─── DATASET RECORDS ───

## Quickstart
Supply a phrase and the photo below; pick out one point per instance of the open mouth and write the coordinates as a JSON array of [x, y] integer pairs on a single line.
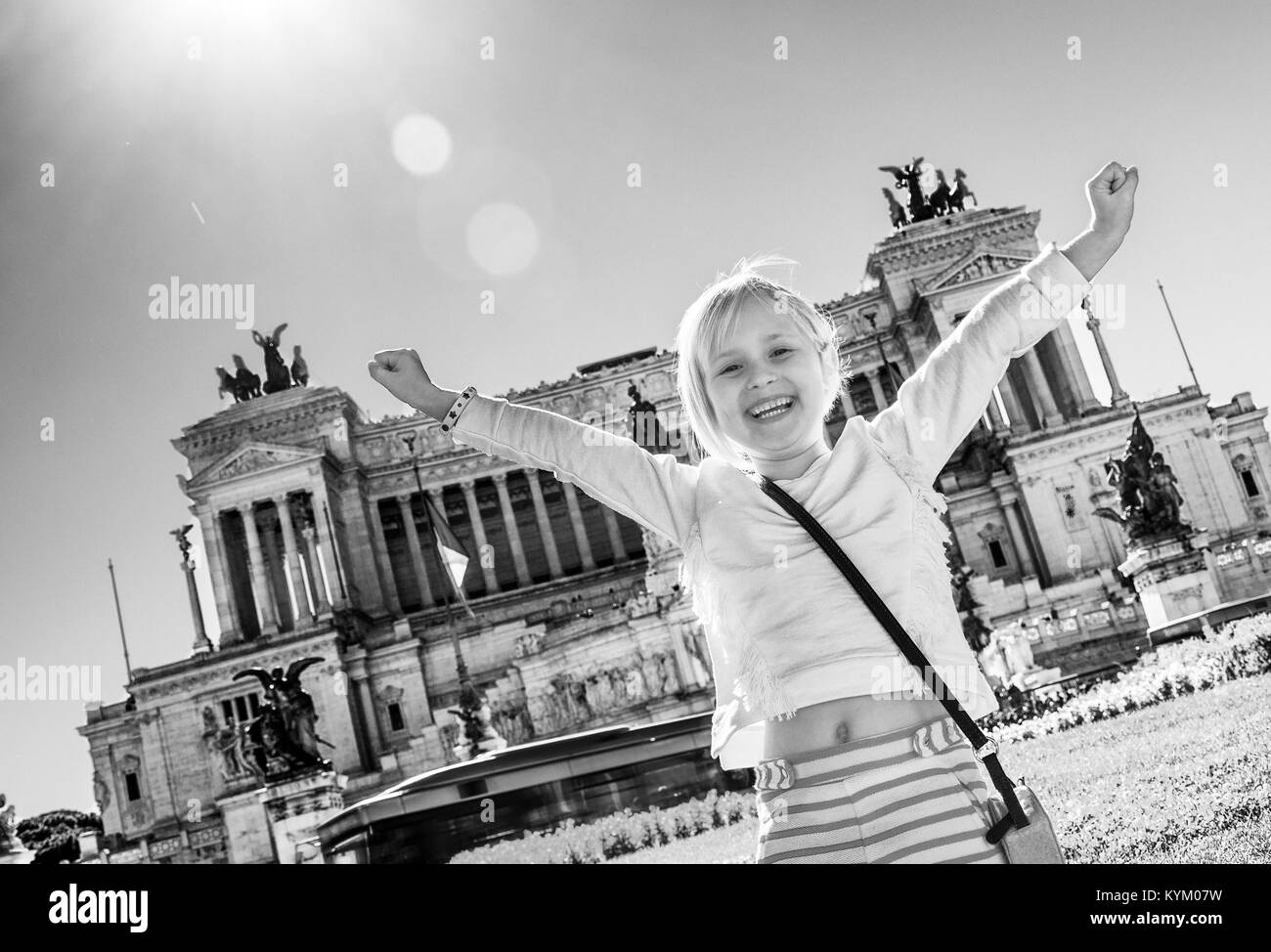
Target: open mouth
[[773, 410]]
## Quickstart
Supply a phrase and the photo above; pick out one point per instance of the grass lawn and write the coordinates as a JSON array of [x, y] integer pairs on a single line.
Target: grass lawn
[[1187, 781]]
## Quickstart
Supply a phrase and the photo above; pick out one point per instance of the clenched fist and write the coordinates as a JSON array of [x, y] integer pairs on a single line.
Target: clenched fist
[[402, 373], [1111, 195]]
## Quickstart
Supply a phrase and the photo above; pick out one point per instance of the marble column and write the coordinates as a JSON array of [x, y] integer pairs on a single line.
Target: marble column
[[1074, 370], [416, 548], [274, 567], [580, 532], [317, 571], [335, 578], [1024, 552], [379, 545], [995, 421], [469, 491], [615, 536], [266, 612], [513, 533], [317, 586], [1033, 541], [1040, 390], [876, 385], [545, 520], [214, 550], [850, 409], [370, 717], [291, 555], [1118, 397], [1015, 409], [201, 641]]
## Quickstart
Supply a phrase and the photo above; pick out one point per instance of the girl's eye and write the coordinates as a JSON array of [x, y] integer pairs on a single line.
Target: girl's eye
[[733, 365]]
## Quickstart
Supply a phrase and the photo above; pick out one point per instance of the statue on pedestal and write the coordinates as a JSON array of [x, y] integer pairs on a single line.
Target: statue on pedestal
[[473, 715], [284, 739], [909, 177], [278, 376], [1149, 498], [8, 826]]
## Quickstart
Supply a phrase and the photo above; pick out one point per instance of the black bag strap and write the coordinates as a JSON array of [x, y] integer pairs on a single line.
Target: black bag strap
[[911, 652]]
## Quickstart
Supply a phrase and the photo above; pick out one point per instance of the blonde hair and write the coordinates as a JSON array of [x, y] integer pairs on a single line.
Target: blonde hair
[[711, 320]]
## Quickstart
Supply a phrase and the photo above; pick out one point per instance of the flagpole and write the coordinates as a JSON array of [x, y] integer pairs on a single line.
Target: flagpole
[[1177, 334], [460, 668], [127, 664]]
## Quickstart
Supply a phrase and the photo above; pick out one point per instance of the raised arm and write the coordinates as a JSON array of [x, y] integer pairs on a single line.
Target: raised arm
[[655, 490], [937, 407]]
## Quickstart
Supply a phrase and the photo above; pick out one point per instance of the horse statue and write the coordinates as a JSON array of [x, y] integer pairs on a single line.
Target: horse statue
[[907, 177], [898, 216], [1151, 503], [248, 381], [960, 194], [940, 198], [299, 368]]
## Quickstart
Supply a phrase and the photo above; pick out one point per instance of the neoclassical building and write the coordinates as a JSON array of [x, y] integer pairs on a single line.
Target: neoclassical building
[[317, 541]]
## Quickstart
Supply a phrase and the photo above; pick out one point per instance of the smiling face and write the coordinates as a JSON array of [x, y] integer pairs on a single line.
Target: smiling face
[[766, 359]]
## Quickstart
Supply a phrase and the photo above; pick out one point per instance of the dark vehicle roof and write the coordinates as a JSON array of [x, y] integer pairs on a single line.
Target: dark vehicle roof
[[388, 802]]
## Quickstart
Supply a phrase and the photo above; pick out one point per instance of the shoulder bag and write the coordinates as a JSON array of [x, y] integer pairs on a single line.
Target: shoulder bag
[[1020, 821]]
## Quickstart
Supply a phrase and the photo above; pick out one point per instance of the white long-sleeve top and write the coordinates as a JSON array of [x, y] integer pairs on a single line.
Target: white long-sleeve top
[[786, 629]]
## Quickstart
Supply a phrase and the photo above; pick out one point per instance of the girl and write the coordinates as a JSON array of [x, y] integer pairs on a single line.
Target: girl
[[855, 758]]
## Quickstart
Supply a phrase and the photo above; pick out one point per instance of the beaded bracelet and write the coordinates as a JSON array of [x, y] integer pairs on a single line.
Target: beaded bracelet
[[457, 409]]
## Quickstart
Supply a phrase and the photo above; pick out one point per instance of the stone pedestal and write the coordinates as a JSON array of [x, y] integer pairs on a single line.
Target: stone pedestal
[[295, 808], [1173, 578], [266, 824]]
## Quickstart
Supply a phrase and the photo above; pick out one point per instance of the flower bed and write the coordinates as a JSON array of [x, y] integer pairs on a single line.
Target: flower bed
[[1238, 651]]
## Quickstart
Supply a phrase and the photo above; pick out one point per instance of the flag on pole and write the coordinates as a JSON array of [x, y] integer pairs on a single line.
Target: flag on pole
[[454, 555]]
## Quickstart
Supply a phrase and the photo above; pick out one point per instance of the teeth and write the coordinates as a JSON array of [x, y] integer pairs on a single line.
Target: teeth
[[766, 410]]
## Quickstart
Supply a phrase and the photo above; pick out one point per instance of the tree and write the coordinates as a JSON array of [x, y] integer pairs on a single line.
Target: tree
[[55, 836]]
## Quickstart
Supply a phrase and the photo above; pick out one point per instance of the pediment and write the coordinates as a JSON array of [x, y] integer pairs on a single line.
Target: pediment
[[978, 265], [253, 457]]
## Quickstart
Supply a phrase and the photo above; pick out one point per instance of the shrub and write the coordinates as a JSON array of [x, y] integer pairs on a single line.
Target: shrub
[[619, 833]]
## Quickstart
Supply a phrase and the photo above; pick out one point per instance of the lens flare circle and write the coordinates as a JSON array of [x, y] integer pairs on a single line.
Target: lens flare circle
[[503, 238], [420, 144]]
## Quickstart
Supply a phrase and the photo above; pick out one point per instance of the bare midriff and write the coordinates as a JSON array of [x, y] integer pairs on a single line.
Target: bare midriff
[[846, 719]]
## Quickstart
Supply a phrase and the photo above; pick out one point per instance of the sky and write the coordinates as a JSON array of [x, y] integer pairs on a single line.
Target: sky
[[376, 172]]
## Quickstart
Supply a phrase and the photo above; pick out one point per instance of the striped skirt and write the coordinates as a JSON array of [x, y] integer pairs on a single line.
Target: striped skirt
[[909, 796]]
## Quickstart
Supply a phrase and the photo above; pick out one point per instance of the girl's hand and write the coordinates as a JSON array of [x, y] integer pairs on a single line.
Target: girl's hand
[[1111, 195], [402, 373]]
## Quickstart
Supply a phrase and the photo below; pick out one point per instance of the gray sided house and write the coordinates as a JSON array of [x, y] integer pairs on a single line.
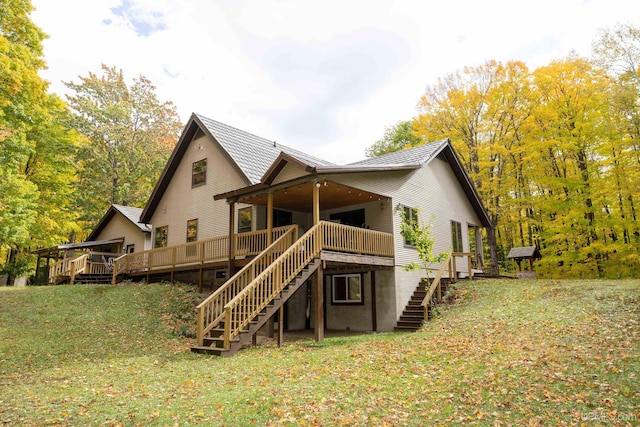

───

■ **PROBLEM REQUIREMENTS**
What you return should be the entries from above, unchanged and without their images.

■ **EXERCISE OUTPUT**
## Quickstart
Supply a phrase and the photo below; pick out one point per instance of the open mouth and write the coordinates as a JSON array of [x, y] integer pairs on a single line.
Target: open mouth
[[773, 410]]
## Quickstart
Supply a phrase and the photo above; pick out one point per instance of the grass lawn and write the coordinates as a JSON array of [x, y] integer pairs on a single line.
Target: grass lawn
[[1187, 781]]
## Quickstart
Supply a phrase and the photo above; pick out one point per instance of the clenched fist and write the coordinates as a JSON array of [x, y] integer pairs on a single line.
Target: clenched fist
[[402, 373], [1111, 195]]
## Quickstart
Supply a phrase and the photo above; pick out one point per instance of the marble column and write the coordinates as a JSON array of [x, y] integer pairs on a single line.
Target: marble column
[[1074, 370], [416, 548], [274, 567], [580, 532], [317, 571], [335, 578], [1024, 552], [379, 545], [995, 421], [469, 491], [615, 536], [266, 612], [513, 533], [317, 586], [1033, 541], [1040, 390], [876, 385], [545, 520], [214, 550], [850, 409], [370, 717], [291, 555], [1118, 397], [1015, 409], [201, 641]]
## Quickstart
Supply a phrase and the photo above; pick out one point per instance of the girl's eye and write the coordinates as a JSON array of [x, y] integer pairs on a single line.
Target: girl's eye
[[733, 365]]
## Quickstart
Supply a phrase and the photo above; pick out one point per instance of the statue on pedestal and write the coordinates as a JSON array of [x, y] integer pairs on a single line.
Target: statue on pedestal
[[473, 715], [284, 739], [909, 177], [278, 376], [1149, 498], [8, 826]]
## Quickstart
Supply a phrase and the photo above; pick out one point per instance of the black bag strap and write the coordinates as a JSON array of [x, y] integer pairs on a single line.
Target: black bag strap
[[911, 652]]
## Quickstart
Supply a phrase and the photo above; pick out one point per instance of the blonde hair and write the coordinates as a JSON array of [x, y] integer pairs on a single line.
Target: blonde hair
[[711, 320]]
## Quickstart
Supply a phrase and the photo above; pick out one point per instance of the flagpole and write the coordinates as a JSON array of [x, y] integer pairs on a single line.
Target: flagpole
[[1177, 334], [460, 668], [127, 664]]
## Quickstart
Supply a phrase and the photo above; pick out one point per instance of the raised arm and write the coordinates as a JSON array of [x, y] integer pairs on a single line.
Target: raised arm
[[655, 490], [937, 407]]
## Quickstart
Supply a phrase and the photo above; pick out one point per instance of the horse statue and write the coordinates as a JSON array of [x, y] integer pairs on a single line.
Target: horse statue
[[907, 177], [898, 216], [1151, 503], [248, 381], [960, 194], [940, 198], [299, 368]]
## Quickstart
Supply a phrase and the photo above; pick out one point per instance of the neoclassical building and write the coordinates as a JSON array of [x, y] integer pairs on a single line.
Target: neoclassical building
[[317, 541]]
## Quickstart
Supply a phrase and the photo above; pick out one point per instance of the smiling face and write the coordinates as a JSON array of [x, y] integer pairs on a single line.
Target: smiling face
[[766, 359]]
## Quickstart
Supply a phrase and the photo above; pick out one point per instance of the dark vehicle roof and write the coordinates as a JSON array of [x, y] integer pairs on a single line.
Target: dark vehicle roof
[[388, 802]]
## Quickstart
Supply a phrase and the photo above; pick out one point per instance of the shoulder bag and write the coordinates as a JSON array of [x, y] integer pairs on a single line.
Target: shoulder bag
[[1020, 821]]
## Quickstart
Supply a phrase and the photo above; pick out one point per instance of the white long-sleeve top and write the coordinates as a JSON array of [x, y] integer pairs on a single line.
Target: white long-sleeve top
[[786, 629]]
## Quickstart
Supply a phrase and the photo above; pick out one point per instance of the girl and write the coordinates as a JSON array of [x, y] integer pairs on a single line.
Target: girl
[[855, 758]]
## Quickstart
Supply a phrase and the photo above; pick out one point per instance of the beaded bracelet and write the coordinates as a JSON array of [x, y] integer pairs on a single line.
Target: beaded bracelet
[[457, 409]]
## Quickstart
Supply a phrase and the photo above; pick out one point per instance of the stone pedestal and write the coordinates as a JSON array of [x, y] integer pairs on a single line.
Target: stone pedestal
[[295, 808], [1173, 578], [266, 824]]
## Quickstart
Supply a phrase and the photo above; pick out one point per instance of the flower bed and write the coordinates as a JSON array of [x, y] integer pairs on a single line.
Target: flower bed
[[1238, 651]]
## Quickstart
Supply a phrase and the photo above; pick out one point per instance of the flag on pole and write the coordinates as a JSON array of [x, y] integer pairs on a single line.
Target: flag on pole
[[454, 555]]
## Quickstart
Supply a phrase and the photo above; pick out one point per instance of the teeth and write the coordinates as a JSON array of [x, y] integer pairs on a single line.
Target: teeth
[[766, 410]]
## Quickstart
Supply a phrase and the photo above; pick out one point per instance of the tree and write the coordinates as a JSON array of [x, y] integer pairs on a single line.
Target: tree
[[55, 836]]
## Quickstart
Supply a phrase and the photo above; pick out one point per instance of the pediment and write the coordinates as a JSON array of [x, y] integer pairs on a single line.
Target: pediment
[[978, 265], [253, 457]]
## Quickstart
Supply a phrase and the photo above; pick out one point per instance of the shrub and write the coordinates as a JSON array of [x, y] integer pairs on a single line.
Target: shrub
[[619, 833]]
## Quickstart
Supply a phrase and the photo above; pick out one point per instance of the lens flare circle and write the coordinates as a JSON array of [x, y] integer pairs on a single line.
Target: lens flare circle
[[503, 238], [420, 144]]
## Quickstart
Supply a phrase and the photo above; pick out one point per instance of the bare midriff and write the coordinates as a JSON array of [x, y] integer pairs on a single line.
Target: bare midriff
[[846, 719]]
## Quickstart
Supply a phrase and the photo above; pick out one point per instance of the sky and write the coordinates as a JSON array of [x, y] integer pairs on a single line.
Target: sky
[[376, 172]]
## Quickstart
Supply a phrase and the photo above; pick out one point per instance of the striped skirt and write the coordinates as a JSON array of [x, y] integer pairs on a single line.
Target: striped skirt
[[909, 796]]
## Quickstart
Supply a phrase and the photo above; pick out one point per instance of the girl's hand and write the coordinates as a JSON array of [x, y] integer pairs on a single line.
Target: girl's hand
[[1111, 195], [402, 373]]
## Quickstart
Supply a phrase and the photo below; pick out one point per instance of the gray sided house and write the coordinates as a JSON array of [x, y] integer pairs on a single line.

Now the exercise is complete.